— BEGIN TEXT SHOWN —

Version:

Optimizing I/O

Since Kinetica is designed to work with big data sets and many-node setups, a multi-head input (multi-head ingest) and output (multi-head egress) mechanism are provided for fast data ingestion and fast record retrieval. Most interactions are done through the single head node, and from there, parcelled out to the rest of the cluster. However, multi-head operations allow insertion and retrieval of data through transactions with cluster nodes directly, bypassing the head node and improving performance.

API Support:

Language Multi-head Egress Mechanism Multi-head Ingest Mechanism
C++ X GPUdbIngestor
C# X KineticaIngestor
Java RecordRetriever BulkInserter
Javascript X X
Node.js X X
Python RecordRetriever GPUdbIngestor
REST X X

In order for the cluster nodes to send and receive data directly, the configuration on each node needs to be updated to allow the incoming HTTP requests that carry the data. The /opt/gpudb/core/etc/gpudb.conf file needs to have the following property set for both multi-head ingest and multi-head egress to work properly:

# Enable worker HTTP servers, each process runs its own server for direct ingest.

— END TEXT SHOWN —
— BEGIN DATA SEGMENT —

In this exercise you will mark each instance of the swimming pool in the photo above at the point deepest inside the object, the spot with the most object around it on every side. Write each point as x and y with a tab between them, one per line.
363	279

— END DATA SEGMENT —

§ WORK INSTRUCTIONS:
a) In the text on optimizing I/O in Kinetica, why do multi-head operations improve performance?
b) Rewrite the passage of the Kinetica I/O text between "Optimizing I/O" and "and improving performance.", inclusive, with "big data sets" replaced by "large data sets".

§ COMPLETE ANSWERS:
a) Multi-head operations insert and retrieve data through transactions with the cluster nodes directly. This bypasses the head node, which otherwise handles most interactions and parcels them out to the rest of the cluster.

b)
Optimizing I/O

Since Kinetica is designed to work with large data sets and many-node setups, a multi-head input (multi-head ingest) and output (multi-head egress) mechanism are provided for fast data ingestion and fast record retrieval. Most interactions are done through the single head node, and from there, parcelled out to the rest of the cluster. However, multi-head operations allow insertion and retrieval of data through transactions with cluster nodes directly, bypassing the head node and improving performance.